(Dataset rows)
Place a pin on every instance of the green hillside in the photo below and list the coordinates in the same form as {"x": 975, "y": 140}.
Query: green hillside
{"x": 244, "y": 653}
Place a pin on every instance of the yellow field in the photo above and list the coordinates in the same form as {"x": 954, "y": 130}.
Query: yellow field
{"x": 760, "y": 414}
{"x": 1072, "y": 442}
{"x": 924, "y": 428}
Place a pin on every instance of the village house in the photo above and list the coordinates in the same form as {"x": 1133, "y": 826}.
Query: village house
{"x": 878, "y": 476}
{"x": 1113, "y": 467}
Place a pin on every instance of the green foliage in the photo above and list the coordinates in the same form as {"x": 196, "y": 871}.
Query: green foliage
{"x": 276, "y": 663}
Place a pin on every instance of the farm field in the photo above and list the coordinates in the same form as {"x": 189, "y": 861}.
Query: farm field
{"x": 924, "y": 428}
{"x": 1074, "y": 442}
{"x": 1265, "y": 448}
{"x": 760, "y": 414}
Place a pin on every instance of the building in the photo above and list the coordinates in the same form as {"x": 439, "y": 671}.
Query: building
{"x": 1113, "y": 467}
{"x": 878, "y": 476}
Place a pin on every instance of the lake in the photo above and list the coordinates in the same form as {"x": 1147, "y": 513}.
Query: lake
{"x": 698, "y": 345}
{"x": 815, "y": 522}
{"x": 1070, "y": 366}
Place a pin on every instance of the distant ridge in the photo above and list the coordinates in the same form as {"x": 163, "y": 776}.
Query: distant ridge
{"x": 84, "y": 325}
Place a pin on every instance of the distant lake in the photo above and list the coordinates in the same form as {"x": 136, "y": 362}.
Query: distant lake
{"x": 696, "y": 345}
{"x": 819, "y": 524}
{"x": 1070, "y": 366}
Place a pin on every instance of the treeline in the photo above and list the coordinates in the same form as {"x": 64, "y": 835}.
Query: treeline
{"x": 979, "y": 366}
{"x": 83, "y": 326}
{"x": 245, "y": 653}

Your goal:
Could you copy out every line from the one containing "Place a pin on every instance of the distant lake" through the end of the records, inclusive, multiplying each coordinate in the answers by 2 and rounding to whole numbers with halves rounded up? Leave all other numbers unchanged.

Answer to this task:
Place a pin on every instance of the distant lake in the photo above and list the coordinates in the same form as {"x": 136, "y": 362}.
Query: distant lake
{"x": 1392, "y": 690}
{"x": 1638, "y": 1048}
{"x": 2140, "y": 732}
Place a pin on every instance of the treeline in the photo above and list the coordinates in the same form as {"x": 64, "y": 835}.
Query: treeline
{"x": 1958, "y": 732}
{"x": 166, "y": 652}
{"x": 490, "y": 1306}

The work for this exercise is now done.